• **Exercise prompt**:
Output the lines of the items below as a Markdown table with the columns Row and Line, numbering each row and leaving out blank lines. Begin at the line that contains "the white picket" and stop after the line that contains "pixel 373 89".

• **Dataset content**:

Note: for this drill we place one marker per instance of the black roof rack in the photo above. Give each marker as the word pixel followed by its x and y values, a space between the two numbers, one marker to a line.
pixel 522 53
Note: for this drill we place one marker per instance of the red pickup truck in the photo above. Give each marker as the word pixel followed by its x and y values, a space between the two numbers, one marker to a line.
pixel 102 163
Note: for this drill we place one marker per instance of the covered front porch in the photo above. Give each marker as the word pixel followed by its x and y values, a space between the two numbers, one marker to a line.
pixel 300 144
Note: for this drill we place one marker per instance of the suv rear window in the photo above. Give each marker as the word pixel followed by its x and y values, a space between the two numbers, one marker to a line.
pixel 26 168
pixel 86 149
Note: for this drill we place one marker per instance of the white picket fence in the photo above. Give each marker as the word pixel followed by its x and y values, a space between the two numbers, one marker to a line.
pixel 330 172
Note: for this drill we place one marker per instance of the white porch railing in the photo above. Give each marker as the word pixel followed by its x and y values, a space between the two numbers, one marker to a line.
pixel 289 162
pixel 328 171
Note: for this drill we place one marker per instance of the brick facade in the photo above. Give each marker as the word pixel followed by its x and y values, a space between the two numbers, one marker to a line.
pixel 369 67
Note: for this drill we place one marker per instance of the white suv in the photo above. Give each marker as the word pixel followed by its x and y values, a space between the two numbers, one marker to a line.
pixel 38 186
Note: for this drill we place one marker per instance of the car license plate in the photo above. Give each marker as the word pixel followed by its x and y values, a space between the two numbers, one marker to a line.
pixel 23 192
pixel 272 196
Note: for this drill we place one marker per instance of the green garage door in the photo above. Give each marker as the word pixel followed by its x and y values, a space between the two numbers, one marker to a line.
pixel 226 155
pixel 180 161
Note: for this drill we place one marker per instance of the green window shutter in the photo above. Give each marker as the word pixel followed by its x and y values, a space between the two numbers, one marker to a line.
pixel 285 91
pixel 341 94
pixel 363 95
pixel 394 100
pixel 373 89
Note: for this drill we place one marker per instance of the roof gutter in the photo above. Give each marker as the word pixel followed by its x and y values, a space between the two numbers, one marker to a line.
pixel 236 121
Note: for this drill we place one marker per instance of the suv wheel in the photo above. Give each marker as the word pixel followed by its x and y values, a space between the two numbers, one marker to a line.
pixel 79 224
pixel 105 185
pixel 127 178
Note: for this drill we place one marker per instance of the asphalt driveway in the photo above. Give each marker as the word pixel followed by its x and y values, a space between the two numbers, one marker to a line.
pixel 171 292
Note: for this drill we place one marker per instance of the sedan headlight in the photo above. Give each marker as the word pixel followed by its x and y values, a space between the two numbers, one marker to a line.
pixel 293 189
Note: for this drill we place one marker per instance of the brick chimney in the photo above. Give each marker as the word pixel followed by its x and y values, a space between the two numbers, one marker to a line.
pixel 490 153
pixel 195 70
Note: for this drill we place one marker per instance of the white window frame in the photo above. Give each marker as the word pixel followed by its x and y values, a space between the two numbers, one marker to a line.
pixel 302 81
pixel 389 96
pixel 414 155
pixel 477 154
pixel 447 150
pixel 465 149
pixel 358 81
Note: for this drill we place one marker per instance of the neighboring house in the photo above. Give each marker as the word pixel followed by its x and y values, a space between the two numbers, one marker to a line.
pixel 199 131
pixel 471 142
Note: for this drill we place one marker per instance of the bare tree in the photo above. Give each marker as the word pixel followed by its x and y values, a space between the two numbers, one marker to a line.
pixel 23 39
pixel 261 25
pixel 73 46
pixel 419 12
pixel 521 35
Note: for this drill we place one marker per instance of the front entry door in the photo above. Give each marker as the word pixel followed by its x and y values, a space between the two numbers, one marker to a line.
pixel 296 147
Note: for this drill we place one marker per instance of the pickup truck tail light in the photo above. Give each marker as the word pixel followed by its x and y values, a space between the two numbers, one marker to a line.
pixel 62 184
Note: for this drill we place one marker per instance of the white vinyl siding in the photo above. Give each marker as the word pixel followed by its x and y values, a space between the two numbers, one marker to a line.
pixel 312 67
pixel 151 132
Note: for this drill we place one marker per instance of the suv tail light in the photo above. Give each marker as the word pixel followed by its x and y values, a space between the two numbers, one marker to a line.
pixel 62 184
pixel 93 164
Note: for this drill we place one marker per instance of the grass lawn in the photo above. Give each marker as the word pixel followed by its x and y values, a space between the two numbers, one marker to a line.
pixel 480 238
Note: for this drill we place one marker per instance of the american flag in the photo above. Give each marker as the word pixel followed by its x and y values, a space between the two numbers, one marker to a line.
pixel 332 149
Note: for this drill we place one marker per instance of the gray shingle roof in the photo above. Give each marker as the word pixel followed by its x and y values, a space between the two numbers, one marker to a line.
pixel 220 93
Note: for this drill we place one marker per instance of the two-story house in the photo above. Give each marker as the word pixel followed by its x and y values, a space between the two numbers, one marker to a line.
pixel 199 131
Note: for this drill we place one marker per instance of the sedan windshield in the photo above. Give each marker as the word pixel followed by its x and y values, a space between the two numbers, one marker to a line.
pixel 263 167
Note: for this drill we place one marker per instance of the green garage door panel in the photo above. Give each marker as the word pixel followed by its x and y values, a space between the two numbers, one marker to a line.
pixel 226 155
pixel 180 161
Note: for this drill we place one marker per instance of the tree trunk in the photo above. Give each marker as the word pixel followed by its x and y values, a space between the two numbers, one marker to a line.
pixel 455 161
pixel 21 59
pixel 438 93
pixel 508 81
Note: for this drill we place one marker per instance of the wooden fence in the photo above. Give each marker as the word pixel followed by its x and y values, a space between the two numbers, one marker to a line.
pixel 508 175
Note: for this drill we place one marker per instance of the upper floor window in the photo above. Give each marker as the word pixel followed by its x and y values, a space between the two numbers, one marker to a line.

• **Exercise response**:
| Row | Line |
|---|---|
| 1 | Note: for this drill we place one marker per instance of the white picket fence in the photo above. Give each marker as the word pixel followed by its x and y values, a space between the two numbers, one marker to a line. |
| 2 | pixel 330 172 |
| 3 | Note: for this drill we place one marker per instance of the white porch railing in the photo above. Give each marker as the word pixel followed by its x and y values, a space between the two numbers, one marker to a line. |
| 4 | pixel 289 162 |
| 5 | pixel 328 171 |
| 6 | Note: for this drill we place one marker per instance of the brick facade in the photo above. Give each marker as the word pixel followed by its x and y values, a space between the two numbers, one marker to a line. |
| 7 | pixel 369 67 |
| 8 | Note: for this drill we place one marker per instance of the white suv in the photo above. Give each marker as the word pixel followed by its x and y values, a space between the two numbers, one marker to a line. |
| 9 | pixel 38 186 |
| 10 | Note: for this drill we place one marker per instance of the car license plate in the photo above. Give each marker as the word pixel followed by its x and y values, a space between the two numbers, one marker to a line. |
| 11 | pixel 23 192 |
| 12 | pixel 272 196 |
| 13 | Note: for this drill we place one marker per instance of the green garage door in the photo above. Give each marker as the word pixel followed by its x and y values, a space between the two numbers, one marker to a line. |
| 14 | pixel 226 155 |
| 15 | pixel 180 161 |
| 16 | Note: for this drill we place one marker per instance of the green window shutter in the photo above. Give each marker as the word pixel followed by its x and y values, a space between the two numbers, one marker to a line. |
| 17 | pixel 285 91 |
| 18 | pixel 341 94 |
| 19 | pixel 363 95 |
| 20 | pixel 394 100 |
| 21 | pixel 373 89 |